_Set exercise_: Reproduce each of the following entries word for word, leaving nothing out.

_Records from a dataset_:

* * * * * * * * *

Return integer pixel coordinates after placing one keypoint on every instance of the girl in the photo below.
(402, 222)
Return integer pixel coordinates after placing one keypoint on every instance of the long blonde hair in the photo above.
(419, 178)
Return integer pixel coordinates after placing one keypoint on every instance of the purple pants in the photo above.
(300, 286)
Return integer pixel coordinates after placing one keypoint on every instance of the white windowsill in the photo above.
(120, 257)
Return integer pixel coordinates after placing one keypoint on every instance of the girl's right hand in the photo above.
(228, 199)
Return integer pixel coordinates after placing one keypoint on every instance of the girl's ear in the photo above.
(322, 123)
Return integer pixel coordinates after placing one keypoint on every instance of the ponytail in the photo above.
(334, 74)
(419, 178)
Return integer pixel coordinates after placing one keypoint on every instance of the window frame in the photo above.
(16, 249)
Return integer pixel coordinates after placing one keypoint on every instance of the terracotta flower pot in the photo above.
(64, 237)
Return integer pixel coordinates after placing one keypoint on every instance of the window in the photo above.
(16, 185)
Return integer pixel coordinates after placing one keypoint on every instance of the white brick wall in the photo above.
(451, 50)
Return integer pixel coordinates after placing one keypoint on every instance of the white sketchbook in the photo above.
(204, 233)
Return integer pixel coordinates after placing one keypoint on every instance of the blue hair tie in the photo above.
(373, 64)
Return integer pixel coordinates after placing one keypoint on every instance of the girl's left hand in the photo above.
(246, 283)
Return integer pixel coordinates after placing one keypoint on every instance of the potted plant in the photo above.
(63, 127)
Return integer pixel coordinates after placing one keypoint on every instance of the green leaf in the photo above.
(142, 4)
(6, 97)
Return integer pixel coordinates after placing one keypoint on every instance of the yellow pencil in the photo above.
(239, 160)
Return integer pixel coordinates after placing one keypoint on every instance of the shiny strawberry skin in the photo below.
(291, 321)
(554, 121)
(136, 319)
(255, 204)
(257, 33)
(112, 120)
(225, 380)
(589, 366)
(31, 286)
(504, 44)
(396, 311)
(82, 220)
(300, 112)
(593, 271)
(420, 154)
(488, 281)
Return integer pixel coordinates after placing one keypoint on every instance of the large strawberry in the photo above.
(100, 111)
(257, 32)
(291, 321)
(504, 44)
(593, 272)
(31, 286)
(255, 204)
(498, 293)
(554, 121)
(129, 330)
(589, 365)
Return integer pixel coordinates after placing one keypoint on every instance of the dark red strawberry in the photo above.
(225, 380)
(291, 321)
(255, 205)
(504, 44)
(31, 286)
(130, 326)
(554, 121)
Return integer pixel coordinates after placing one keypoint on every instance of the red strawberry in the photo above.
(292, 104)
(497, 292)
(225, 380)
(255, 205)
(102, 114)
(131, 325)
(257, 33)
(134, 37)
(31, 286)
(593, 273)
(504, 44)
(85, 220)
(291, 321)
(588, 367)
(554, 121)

* * * * * * * * *

_Correct response_:
Return integer pixel coordinates after placing one keypoint on every instance of the girl in the photo below.
(402, 222)
Return integer pixel coordinates after placing one keypoint on every instance of the long blonde hair in the photo above.
(419, 178)
Return integer pixel coordinates after placing one keypoint on every instance of the purple pants in the photo above.
(300, 286)
Return integer pixel coordinates after placing one keypoint on every instance of the white windowsill in the photo above.
(120, 257)
Return integer pixel coordinates after placing one keypoint on every instance of the girl's right hand in the photo above.
(228, 199)
Return integer pixel coordinates after placing one keypoint on every instance of the girl's ear in the photo above.
(322, 123)
Return integer pixel coordinates after placing one keypoint on every instance of the ponytail in the photo above.
(334, 74)
(419, 178)
Return integer pixel coordinates after placing one keypoint on every instance of the window frame in the photo above.
(16, 249)
Return integer pixel coordinates after placing one keypoint on every instance of the terracotta flower pot in the photo above.
(64, 237)
Return integer pixel coordinates after placing one keypoint on every instance of the window in the photo above.
(16, 185)
Return integer pixel coordinates after placing one keypoint on every instance of the white brick wall in the photo above.
(451, 50)
Return integer pixel coordinates after placing one keypoint on every instance of the white sketchbook in the photo above.
(204, 233)
Return integer pixel coordinates after placing one keypoint on every instance of the blue hair tie in the photo above.
(373, 64)
Return integer pixel coordinates after placing one keypoint on every instance of the girl's left hand in the photo above.
(246, 283)
Return integer pixel coordinates after placing one keypoint on every instance of the potted plant in the photo above.
(63, 127)
Return integer pixel coordinates after placing one keypoint on every instance of the green leaf in the photo above.
(142, 4)
(6, 97)
Return integer pixel coordinates after placing one keypoint on every instance of the yellow pencil in the photo above.
(239, 160)
Return integer pixel coordinates after placing one keypoint on every instance of the shiny strawberry skin in the photo below.
(291, 321)
(554, 121)
(136, 319)
(255, 204)
(257, 33)
(112, 120)
(225, 380)
(589, 366)
(31, 286)
(504, 44)
(396, 311)
(82, 220)
(300, 112)
(593, 271)
(420, 154)
(488, 281)
Return integer pixel coordinates after placing one keypoint on every instance of the large strawberry in the photo above.
(100, 111)
(257, 32)
(291, 321)
(504, 44)
(593, 272)
(31, 286)
(255, 204)
(498, 293)
(554, 121)
(129, 330)
(589, 365)
Return integer pixel coordinates after placing one keypoint on every instance of the dark red strawberry in the photo above.
(225, 380)
(291, 321)
(255, 205)
(504, 44)
(31, 286)
(130, 326)
(554, 121)
Return integer pixel coordinates after placing one keypoint on every instance of the red strawberry in the photo above.
(292, 104)
(497, 292)
(225, 380)
(255, 205)
(102, 114)
(131, 325)
(257, 33)
(134, 37)
(31, 286)
(593, 273)
(504, 44)
(85, 220)
(291, 321)
(588, 367)
(554, 121)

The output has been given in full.